- TO DO -
Reproduce the material below in full, changing every instance of "pictured above" to "shown above" and leaving all other text unaltered.

- DATA TO PROCESS -
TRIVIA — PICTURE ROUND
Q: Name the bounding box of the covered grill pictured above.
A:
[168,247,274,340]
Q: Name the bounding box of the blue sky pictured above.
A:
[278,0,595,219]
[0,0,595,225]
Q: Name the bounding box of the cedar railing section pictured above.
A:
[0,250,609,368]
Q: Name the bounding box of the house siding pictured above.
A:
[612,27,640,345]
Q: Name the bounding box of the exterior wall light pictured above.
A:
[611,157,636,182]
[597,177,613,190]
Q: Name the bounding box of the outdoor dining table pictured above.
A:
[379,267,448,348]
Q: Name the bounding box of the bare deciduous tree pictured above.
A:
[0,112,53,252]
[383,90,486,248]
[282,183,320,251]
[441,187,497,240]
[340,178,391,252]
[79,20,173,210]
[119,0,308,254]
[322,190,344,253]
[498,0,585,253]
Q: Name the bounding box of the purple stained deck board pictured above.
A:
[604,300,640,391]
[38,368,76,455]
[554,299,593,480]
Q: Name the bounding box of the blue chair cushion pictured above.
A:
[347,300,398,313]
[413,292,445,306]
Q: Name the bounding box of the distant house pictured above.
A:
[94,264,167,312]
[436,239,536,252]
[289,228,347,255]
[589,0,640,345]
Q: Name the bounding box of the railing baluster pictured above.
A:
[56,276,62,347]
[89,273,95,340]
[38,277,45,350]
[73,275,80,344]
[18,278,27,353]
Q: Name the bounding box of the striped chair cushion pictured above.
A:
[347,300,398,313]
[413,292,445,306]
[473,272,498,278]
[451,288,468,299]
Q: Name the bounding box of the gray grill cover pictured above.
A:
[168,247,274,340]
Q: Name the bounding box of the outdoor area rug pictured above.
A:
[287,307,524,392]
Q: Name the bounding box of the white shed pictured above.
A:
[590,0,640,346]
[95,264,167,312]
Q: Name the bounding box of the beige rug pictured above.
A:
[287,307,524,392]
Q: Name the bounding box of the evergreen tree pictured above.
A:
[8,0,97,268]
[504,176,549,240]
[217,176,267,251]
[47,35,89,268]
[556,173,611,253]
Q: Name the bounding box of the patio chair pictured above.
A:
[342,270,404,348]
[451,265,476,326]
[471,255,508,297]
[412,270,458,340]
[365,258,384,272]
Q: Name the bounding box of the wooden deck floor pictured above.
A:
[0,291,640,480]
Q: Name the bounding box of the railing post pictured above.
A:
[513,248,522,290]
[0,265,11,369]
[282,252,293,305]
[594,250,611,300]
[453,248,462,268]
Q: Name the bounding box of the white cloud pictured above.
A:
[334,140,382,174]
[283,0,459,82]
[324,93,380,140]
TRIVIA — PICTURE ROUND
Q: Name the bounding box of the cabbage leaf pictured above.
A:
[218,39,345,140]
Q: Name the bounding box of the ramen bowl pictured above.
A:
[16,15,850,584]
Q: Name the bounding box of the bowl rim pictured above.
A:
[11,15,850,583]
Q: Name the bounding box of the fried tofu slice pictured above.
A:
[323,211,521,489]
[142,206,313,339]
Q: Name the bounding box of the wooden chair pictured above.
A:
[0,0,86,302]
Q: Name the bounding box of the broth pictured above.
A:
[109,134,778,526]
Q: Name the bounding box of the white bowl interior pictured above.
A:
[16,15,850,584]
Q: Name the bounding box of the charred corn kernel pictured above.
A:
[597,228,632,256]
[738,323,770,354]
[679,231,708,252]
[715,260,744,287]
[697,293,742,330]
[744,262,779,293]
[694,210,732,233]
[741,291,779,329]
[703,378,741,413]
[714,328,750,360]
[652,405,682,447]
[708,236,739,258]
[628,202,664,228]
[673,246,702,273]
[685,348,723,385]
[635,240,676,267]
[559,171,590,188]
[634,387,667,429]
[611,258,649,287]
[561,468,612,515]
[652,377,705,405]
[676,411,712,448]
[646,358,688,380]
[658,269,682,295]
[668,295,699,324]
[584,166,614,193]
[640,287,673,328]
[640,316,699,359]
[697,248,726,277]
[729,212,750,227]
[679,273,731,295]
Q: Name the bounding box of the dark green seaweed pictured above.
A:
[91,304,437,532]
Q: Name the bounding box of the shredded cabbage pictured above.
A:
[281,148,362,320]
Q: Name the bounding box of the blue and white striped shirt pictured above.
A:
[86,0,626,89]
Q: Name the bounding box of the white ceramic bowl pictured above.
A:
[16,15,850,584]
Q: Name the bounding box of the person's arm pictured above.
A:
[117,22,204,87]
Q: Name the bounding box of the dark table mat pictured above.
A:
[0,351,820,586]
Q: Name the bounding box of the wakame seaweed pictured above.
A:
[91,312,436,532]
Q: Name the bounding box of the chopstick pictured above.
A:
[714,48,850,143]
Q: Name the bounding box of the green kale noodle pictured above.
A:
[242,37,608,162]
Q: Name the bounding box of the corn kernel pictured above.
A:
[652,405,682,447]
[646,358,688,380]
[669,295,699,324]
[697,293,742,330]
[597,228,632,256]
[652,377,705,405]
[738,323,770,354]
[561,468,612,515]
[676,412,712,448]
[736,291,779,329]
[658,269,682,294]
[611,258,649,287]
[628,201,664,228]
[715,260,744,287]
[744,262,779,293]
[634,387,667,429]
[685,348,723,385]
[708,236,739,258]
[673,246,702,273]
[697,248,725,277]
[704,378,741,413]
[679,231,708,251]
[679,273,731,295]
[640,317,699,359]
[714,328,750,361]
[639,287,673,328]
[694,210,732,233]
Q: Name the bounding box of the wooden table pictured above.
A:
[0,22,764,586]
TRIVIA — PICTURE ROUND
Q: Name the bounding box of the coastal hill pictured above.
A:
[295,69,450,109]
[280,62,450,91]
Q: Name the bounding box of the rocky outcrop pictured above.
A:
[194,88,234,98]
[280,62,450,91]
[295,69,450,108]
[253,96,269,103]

- EXERCISE ANSWER -
TRIVIA — PICTURE ROUND
Q: Name the bounding box of the covered grill shown above.
A:
[168,247,274,340]
Q: Name the bounding box of the blue sky shown above.
A:
[278,0,595,219]
[0,0,595,225]
Q: Name the bounding box of the cedar railing section shown above.
A:
[0,250,609,368]
Q: Name the bounding box of the house siding shown above.
A:
[612,27,640,345]
Q: Name the bounding box of the exterior wall light shown above.
A:
[611,157,636,182]
[597,177,613,190]
Q: Name the bounding box of the outdoor dining table shown above.
A:
[379,267,448,348]
Q: Name the bounding box of the bare deciduous tree shown above.
A:
[0,112,53,252]
[383,90,486,248]
[282,183,320,251]
[441,187,497,240]
[340,178,391,252]
[79,20,173,210]
[119,0,308,254]
[322,190,344,253]
[498,0,585,253]
Q: Name the bounding box of the purple stained deck board shown above.
A:
[604,300,640,391]
[38,368,76,455]
[554,299,593,480]
Q: Name the bounding box of the blue chair cushion shown above.
A:
[347,300,398,313]
[413,292,445,306]
Q: Name the bounding box of the distant house shown above.
A:
[94,264,167,312]
[436,239,536,252]
[289,228,347,255]
[589,0,640,345]
Q: Name the bounding box of the railing baluster shown above.
A:
[56,276,62,347]
[89,273,95,340]
[38,277,45,350]
[73,275,80,344]
[18,278,27,353]
Q: Name the bounding box of the striped chair cushion shown above.
A:
[347,300,398,313]
[413,292,445,306]
[473,272,498,278]
[451,288,468,299]
Q: Name the bounding box of the gray grill cover shown above.
A:
[168,247,274,340]
Q: Name the bounding box of the outdoor area rug shown above.
A:
[287,307,524,392]
Q: Name the bounding box of the white shed shown above.
A:
[590,0,640,346]
[95,264,167,312]
Q: Name the bounding box of the beige rug shown above.
A:
[287,307,524,392]
Q: Name the bounding box of the evergreen tree shown above.
A:
[8,0,97,268]
[504,176,549,240]
[217,176,267,251]
[47,35,89,268]
[556,173,611,253]
Q: Name the bounding box of the patio chair shown above.
A:
[342,270,404,348]
[451,265,476,326]
[471,255,508,297]
[412,270,458,340]
[365,258,384,272]
Q: Name the bounding box of the wooden deck floor shown above.
A:
[0,291,640,480]
Q: Name the bounding box of the railing post shown above.
A:
[513,248,522,290]
[0,265,11,369]
[282,252,293,305]
[594,250,611,300]
[453,248,462,268]
Q: Name the bounding box of the white cloud shown above.
A:
[334,140,382,174]
[283,0,459,82]
[324,93,380,140]
TRIVIA — PICTURE ROUND
Q: Name the bounding box of the cabbage leaf shown above.
A:
[218,39,345,140]
Q: Name the bounding box of the ramen bowl shown above.
A:
[16,15,850,584]
Q: Name the bounding box of the bowl rim shown above.
A:
[11,15,850,583]
Q: Name the bounding box of the fried tofu slice shown above.
A:
[323,211,521,489]
[142,206,313,339]
Q: Name the bounding box of the wooden chair shown above.
A:
[0,0,86,302]
Q: Name the bounding box of the broth shown above.
A:
[109,134,778,526]
Q: Name the bounding box of the white bowl interior shown above.
A:
[16,15,850,584]
Q: Name the bounding box of the charred corn kernel shown above.
A:
[597,228,632,256]
[738,323,770,354]
[679,231,708,252]
[715,260,744,287]
[697,293,742,330]
[744,262,779,293]
[694,210,732,233]
[741,291,779,329]
[703,378,741,413]
[714,328,750,360]
[652,405,682,447]
[708,236,739,258]
[628,202,664,228]
[673,246,702,273]
[685,348,723,385]
[635,240,676,267]
[559,171,590,188]
[634,387,667,429]
[611,258,649,287]
[561,468,612,515]
[652,377,705,405]
[676,411,712,448]
[646,358,688,380]
[658,269,682,295]
[668,295,699,324]
[584,166,614,193]
[640,287,673,328]
[640,316,699,359]
[697,248,726,277]
[729,212,750,227]
[679,273,731,295]
Q: Name the bounding box of the dark green seaweed shown above.
A:
[91,304,437,532]
Q: Name the bounding box of the shredded cabbage shown above.
A:
[281,148,362,320]
Q: Name the bounding box of the blue and white striped shirt shown above.
A:
[86,0,626,89]
Q: Name the bounding box of the white ceramic bowl shown above.
A:
[16,15,850,584]
Q: Name the bounding box of the person's arm shown above.
A:
[117,22,204,87]
Q: Name the bounding box of the dark table mat shown above.
A:
[0,351,820,586]
Q: Name the bounding box of the wakame seaweed shown above.
A:
[91,312,436,532]
Q: Name the bounding box of the chopstick shown above.
A:
[714,48,850,143]
Q: Name the bounding box of the green kale noodle shown above.
A:
[242,37,608,162]
Q: Name the bounding box of the corn kernel shown above.
A:
[652,405,682,447]
[646,358,688,380]
[669,295,699,324]
[697,293,742,330]
[597,228,632,256]
[652,377,705,405]
[738,323,770,354]
[561,468,612,515]
[676,412,712,448]
[736,291,779,329]
[658,269,682,294]
[611,258,649,287]
[628,201,664,228]
[715,260,744,287]
[744,262,779,293]
[634,387,667,429]
[685,348,723,385]
[708,236,739,258]
[673,246,702,273]
[697,248,725,277]
[704,378,741,413]
[679,231,708,251]
[679,273,731,295]
[640,317,699,359]
[714,328,750,361]
[639,287,673,328]
[694,210,732,233]
Q: Name the bounding box of the wooden table shown above.
A:
[0,22,764,586]
TRIVIA — PICTURE ROUND
Q: Name the bounding box of the coastal hill shown above.
A:
[295,69,450,109]
[280,62,450,91]
Q: Name the bounding box of the rocky outcrop shown above.
A:
[194,88,234,98]
[280,62,450,91]
[295,69,450,108]
[253,96,269,103]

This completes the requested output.